▶ **Exercise passage**:

--- START ---

Sheriff of Cook County
- Incumbent
- Assumed office December 1, 2006
- Preceded by: Michael F. Sheahan

Member of the Illinois House of Representatives from the 28th district
- In office January 3, 1993 – January 3, 2003
- Preceded by: Constituency established
- Succeeded by: Robert Rita

Member of the Illinois Senate from the 14th district
- In office January 3, 1991 – January 3, 1993
- Preceded by: Jeremiah E. Joyce
- Succeeded by: Emil Jones Jr. (redistricted)

Personal details
- Born: May 22, 1962 (age 64) Chicago, Illinois, U.S.
- Party: Democratic
- Spouse: Patricia
- Children: 5
- Education: Providence College (BA) Loyola University Chicago (JD)

= Tom Dart =

American politician

Thomas J. Dart (born May 22, 1962) is an American attorney, politician, and law enforcement officer serving as the Sheriff of Cook County, Illinois. He previously served as a member of both chambers of the Illinois General Assembly. He has held the office of sheriff since 2006. Due to reforms he implemented, he was name one of Time Magazine's 100 most influential people in 2008.

== Education ==
Dart was born May 22, 1962, in Chicago, Illinois. He graduated from Mount Carmel High School. He earned a Bachelor of Arts degree in history and general social studies from Providence College and a Juris Doctor from Loyola University Chicago.

==Career==
He served as a staffer to U.S. Senator Claiborne Pell (D-RI) and on the staff of the Illinois Senate's Committee on the Judiciary. He was also an Assistant State's Attorney in Cook County. In 1991, he was appointed to the Illinois Senate to fill the vacancy caused by the resignation of Senator Jeremiah E. Joyce (D-Chicago). In the 1992 Democratic primary, Dart defeated Nelson Rice Sr., a five-term incumbent lawmaker for a seat in the Illinois House of Representatives. He served from January 1993 until January 2003. After his time in the legislature, he became chief of staff to Cook County Sheriff Michael F. Sheahan. In November 2002, Dart was the Democratic nominee for state treasurer of Illinois but lost to incumbent Republican Judy Baar Topinka.

Dart in 2015

When Sheahan announced that he would retire as Cook County Sheriff in 2006, Dart announced his candidacy to succeed Sheahan. Dart won the Democratic primary election on March 21, 2006, defeating Sylvester Baker and Richard Remus by a wide margin, and won the general election in November 2006. On November 2, 2010, Dart faced Republican Frederick Collins in the race for the Cook County Sheriff's office and won handily with 69.37% of the vote. Dart declined to be a candidate in the 2011 Chicago mayoral election. After defeating three Democratic opponents in the 2014 primary election, Dart was unopposed for reelection in the general election of November 2014.

--- END ---

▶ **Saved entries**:

--- START ---

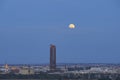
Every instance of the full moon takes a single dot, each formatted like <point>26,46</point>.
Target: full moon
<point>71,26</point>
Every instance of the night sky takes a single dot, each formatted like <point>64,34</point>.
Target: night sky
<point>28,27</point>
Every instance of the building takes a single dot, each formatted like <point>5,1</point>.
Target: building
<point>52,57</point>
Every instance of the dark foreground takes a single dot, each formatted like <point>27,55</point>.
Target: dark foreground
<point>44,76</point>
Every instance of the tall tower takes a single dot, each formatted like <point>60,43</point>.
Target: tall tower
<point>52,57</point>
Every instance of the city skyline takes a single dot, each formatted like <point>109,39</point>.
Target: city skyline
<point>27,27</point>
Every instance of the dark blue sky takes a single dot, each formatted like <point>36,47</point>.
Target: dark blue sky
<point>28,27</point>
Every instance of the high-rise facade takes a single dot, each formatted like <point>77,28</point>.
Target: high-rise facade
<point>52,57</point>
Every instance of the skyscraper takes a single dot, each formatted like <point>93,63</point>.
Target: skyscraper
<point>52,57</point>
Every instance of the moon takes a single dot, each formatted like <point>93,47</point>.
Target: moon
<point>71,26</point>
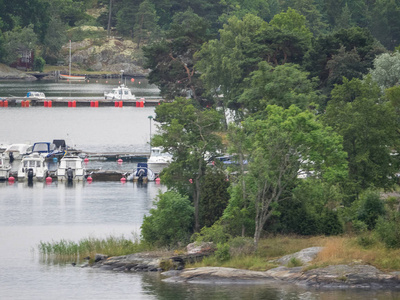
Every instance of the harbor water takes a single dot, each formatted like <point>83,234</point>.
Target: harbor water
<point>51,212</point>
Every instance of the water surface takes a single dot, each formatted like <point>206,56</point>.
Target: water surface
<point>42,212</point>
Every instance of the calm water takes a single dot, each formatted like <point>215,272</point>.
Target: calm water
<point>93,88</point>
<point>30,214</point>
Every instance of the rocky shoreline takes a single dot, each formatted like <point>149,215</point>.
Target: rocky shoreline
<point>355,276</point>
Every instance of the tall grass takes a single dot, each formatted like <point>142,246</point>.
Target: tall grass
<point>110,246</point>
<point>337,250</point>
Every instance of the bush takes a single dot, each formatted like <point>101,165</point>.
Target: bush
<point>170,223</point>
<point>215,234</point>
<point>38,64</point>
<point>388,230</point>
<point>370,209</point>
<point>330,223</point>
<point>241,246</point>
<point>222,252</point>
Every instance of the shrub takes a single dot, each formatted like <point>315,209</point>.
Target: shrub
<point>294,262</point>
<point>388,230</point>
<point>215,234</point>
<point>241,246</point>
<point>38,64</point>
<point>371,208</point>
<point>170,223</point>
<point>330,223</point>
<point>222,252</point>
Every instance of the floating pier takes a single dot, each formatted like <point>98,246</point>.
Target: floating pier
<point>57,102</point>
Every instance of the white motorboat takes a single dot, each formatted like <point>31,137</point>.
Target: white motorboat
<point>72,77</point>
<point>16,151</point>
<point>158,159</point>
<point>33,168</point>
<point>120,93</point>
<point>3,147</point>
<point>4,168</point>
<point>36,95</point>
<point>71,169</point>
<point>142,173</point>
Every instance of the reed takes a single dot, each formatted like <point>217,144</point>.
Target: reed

--- END ---

▶ **What the task requires**: Can you carry on the biography of Tom Dart above, picking up right after its last sentence?

▶ **Answer to this task**:
===Foreclosures===
In October 2008, Dart made national news when he announced that he was suspending all foreclosure evictions in Cook County. The number of such evictions had increased dramatically since 2006 as a result of the national subprime mortgage crisis. Dart stated that many of the people being evicted were renters who had faithfully paid their rent but had not known that their landlord was in financial trouble. He explained that in many cases, mortgage companies had not fulfilled their obligation to identify tenants in the foreclosed properties, and said, "These mortgage companies only see pieces of paper, not people, and don't care [...] who gets hurt along the way ... We're not going to do their jobs for them anymore. We're just not going to evict innocent tenants. It stops today."

The Illinois Bankers Association was critical of Dart, accusing him of "ignoring his legal responsibilities" and of engaging in "vigilantism". Dart claims he is enforcing an Illinois state law which requires the banks to determine whether the persons resident at an address are actually the persons to whom the foreclosure notice should be served. In 2009, Time named Dart one of its 100 Most Influential People of that year.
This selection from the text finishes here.